Would you please return the line containing "bush in the photo above." and all the lines after it through the end of the records below, unchanged and on their own?

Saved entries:
▬▬▬
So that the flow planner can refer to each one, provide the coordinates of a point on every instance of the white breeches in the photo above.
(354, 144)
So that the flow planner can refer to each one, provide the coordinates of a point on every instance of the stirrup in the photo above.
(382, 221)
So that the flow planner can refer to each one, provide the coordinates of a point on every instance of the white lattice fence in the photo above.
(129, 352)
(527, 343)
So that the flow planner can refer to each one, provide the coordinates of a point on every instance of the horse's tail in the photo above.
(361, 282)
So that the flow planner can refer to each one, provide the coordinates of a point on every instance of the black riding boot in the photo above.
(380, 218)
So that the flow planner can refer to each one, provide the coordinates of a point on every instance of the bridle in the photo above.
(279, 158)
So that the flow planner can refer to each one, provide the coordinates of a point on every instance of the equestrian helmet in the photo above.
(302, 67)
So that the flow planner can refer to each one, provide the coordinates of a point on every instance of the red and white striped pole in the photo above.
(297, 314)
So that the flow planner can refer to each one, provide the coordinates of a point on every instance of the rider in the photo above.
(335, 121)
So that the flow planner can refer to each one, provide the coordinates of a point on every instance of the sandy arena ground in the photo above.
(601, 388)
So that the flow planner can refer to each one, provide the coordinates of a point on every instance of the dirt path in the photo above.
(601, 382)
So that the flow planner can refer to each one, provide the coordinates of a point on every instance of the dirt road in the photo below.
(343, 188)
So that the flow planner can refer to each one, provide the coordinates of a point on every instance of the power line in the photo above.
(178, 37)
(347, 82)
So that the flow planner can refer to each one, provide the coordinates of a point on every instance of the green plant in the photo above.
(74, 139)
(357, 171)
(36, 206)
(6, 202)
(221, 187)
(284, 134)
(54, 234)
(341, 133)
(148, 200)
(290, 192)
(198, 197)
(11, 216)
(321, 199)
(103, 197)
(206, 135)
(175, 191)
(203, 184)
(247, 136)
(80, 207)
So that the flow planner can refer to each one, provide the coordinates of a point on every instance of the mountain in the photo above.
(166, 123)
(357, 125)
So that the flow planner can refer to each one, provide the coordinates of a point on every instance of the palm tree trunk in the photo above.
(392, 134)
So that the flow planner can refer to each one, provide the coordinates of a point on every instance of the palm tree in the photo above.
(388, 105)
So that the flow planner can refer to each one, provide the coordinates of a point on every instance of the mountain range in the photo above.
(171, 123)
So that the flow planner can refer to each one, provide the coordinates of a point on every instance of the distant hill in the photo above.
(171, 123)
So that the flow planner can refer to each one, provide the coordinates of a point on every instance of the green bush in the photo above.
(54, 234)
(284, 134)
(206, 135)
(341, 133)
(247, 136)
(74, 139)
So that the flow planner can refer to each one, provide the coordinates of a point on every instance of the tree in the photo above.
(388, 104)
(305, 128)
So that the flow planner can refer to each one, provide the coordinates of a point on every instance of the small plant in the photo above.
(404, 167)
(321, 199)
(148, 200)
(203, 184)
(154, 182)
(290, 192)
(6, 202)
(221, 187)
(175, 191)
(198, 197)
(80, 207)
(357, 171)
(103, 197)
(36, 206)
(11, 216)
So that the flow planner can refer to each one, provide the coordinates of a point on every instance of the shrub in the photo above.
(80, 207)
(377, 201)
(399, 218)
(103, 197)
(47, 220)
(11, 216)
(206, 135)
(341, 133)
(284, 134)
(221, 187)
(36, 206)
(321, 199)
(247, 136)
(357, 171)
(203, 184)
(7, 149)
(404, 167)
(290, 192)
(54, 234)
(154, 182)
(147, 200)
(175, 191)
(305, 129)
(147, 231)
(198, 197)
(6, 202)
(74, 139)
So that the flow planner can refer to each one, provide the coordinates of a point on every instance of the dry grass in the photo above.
▬▬▬
(RESPONSE TO THE EXERCISE):
So that the flow planner can refer to each one, provide the coordinates of a point on every instance of the green bush in the photo above.
(54, 234)
(284, 134)
(206, 135)
(341, 133)
(247, 136)
(74, 139)
So that the flow planner can refer to each one, provide the coordinates of a point on every instance of the tree in the photo above.
(388, 104)
(305, 128)
So that the flow planner can refer to each one, provide the coordinates of a point on every instance of the small plant in the photo above.
(404, 167)
(321, 199)
(148, 200)
(203, 184)
(154, 182)
(290, 192)
(6, 202)
(221, 187)
(175, 191)
(198, 197)
(80, 207)
(357, 171)
(103, 197)
(36, 206)
(11, 216)
So that the flow planner can refer to each one, provide the coordinates of a point on every instance of the shrub in the photo above.
(80, 207)
(377, 201)
(399, 218)
(103, 197)
(47, 220)
(11, 216)
(206, 135)
(341, 133)
(284, 134)
(221, 187)
(36, 206)
(321, 199)
(247, 136)
(357, 171)
(203, 184)
(7, 149)
(404, 167)
(290, 192)
(54, 234)
(154, 182)
(147, 200)
(175, 191)
(305, 129)
(147, 231)
(198, 197)
(6, 202)
(74, 139)
So that the flow planner can refer to each one, provide the coordinates of a point on every instance of the dry grass in the photo above.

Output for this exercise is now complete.